* **Aim**: Please arrange all of the records below as a numbered list, skipping any blank lines and leaving the pictures out.

* **Records shown**:
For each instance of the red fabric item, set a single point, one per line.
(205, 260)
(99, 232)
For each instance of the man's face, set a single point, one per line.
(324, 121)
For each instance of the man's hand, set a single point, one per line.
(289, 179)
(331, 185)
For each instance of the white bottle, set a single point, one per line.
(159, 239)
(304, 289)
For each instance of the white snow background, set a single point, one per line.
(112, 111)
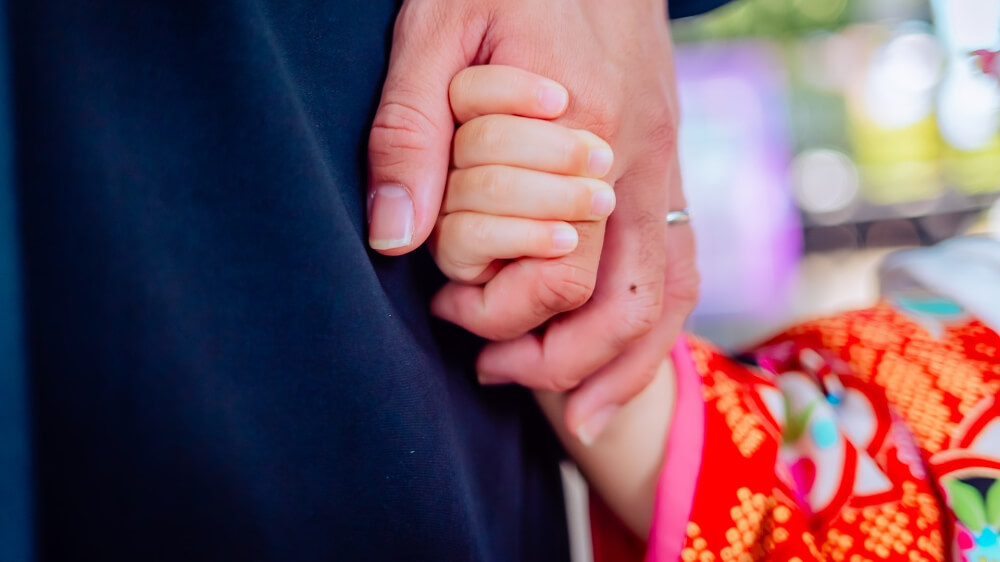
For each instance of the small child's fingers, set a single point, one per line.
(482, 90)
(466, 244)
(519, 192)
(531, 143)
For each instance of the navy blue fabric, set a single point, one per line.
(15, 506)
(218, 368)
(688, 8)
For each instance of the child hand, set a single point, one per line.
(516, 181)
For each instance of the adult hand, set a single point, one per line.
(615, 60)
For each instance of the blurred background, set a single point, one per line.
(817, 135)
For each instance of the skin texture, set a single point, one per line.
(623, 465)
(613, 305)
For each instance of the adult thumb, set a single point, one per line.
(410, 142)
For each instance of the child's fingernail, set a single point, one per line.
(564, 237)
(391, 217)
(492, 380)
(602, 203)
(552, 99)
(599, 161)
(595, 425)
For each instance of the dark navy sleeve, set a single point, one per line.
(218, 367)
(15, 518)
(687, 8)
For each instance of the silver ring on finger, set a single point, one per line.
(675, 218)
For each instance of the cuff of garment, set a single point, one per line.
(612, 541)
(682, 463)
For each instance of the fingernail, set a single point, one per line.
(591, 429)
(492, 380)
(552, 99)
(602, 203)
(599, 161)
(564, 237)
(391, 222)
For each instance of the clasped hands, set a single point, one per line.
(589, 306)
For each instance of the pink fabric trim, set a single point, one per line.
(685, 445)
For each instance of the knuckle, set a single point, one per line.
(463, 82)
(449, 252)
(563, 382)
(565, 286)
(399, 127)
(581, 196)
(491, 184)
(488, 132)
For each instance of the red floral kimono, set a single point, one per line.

* **Answer to the exercise**:
1. For each instance of the red fabric item, set a single point, one per line.
2. (205, 260)
3. (99, 232)
4. For each instance of the man's face, set a single point, one per line.
5. (324, 121)
6. For each instance of the man's hand, set a single point, one per line.
7. (289, 179)
8. (331, 185)
9. For each instance of the white bottle, set a single point, one per line.
10. (159, 239)
11. (304, 289)
12. For each instance of the white snow background, set a single point, one per line.
13. (112, 111)
14. For each instance of the small child's fingers, set a single point, one per line.
15. (482, 90)
16. (466, 244)
17. (519, 192)
18. (531, 143)
19. For each instance of the navy blue fabric, set a single point, one per line.
20. (15, 506)
21. (218, 368)
22. (688, 8)
23. For each instance of the child hand, set a single point, one per line.
24. (516, 181)
25. For each instance of the adult hand, set a single point, one per line.
26. (615, 60)
27. For each instance of the blurred background, set a single point, one per line.
28. (817, 135)
29. For each instance of the skin texture, set a single point, one per line.
30. (623, 465)
31. (613, 305)
32. For each instance of the adult thumb, set a single point, one per line.
33. (410, 142)
34. For each instance of the child's fingernail, set a single point, one per line.
35. (564, 237)
36. (391, 217)
37. (492, 380)
38. (602, 203)
39. (552, 99)
40. (599, 161)
41. (595, 425)
42. For each instance of the dark navy sleeve, set a single point, one per line.
43. (218, 367)
44. (15, 518)
45. (687, 8)
46. For each instance of the silver ring on finger, set a single point, one per line.
47. (675, 218)
48. For each instance of the cuff of garment, set a single point, one per line.
49. (612, 541)
50. (682, 463)
51. For each instance of the fingernail, set a single point, one per line.
52. (591, 429)
53. (492, 380)
54. (552, 99)
55. (602, 203)
56. (599, 161)
57. (564, 237)
58. (391, 222)
59. For each instance of the clasped hands, set a single point, one per line.
60. (589, 306)
61. For each instance of the pink fabric trim, set a single point, one per line.
62. (685, 445)
63. For each instance of the knuckle, set a single point, one per line.
64. (463, 82)
65. (449, 252)
66. (563, 382)
67. (565, 286)
68. (399, 127)
69. (581, 196)
70. (491, 184)
71. (488, 132)
72. For each instance of the red floral kimono, set a single point, one per line.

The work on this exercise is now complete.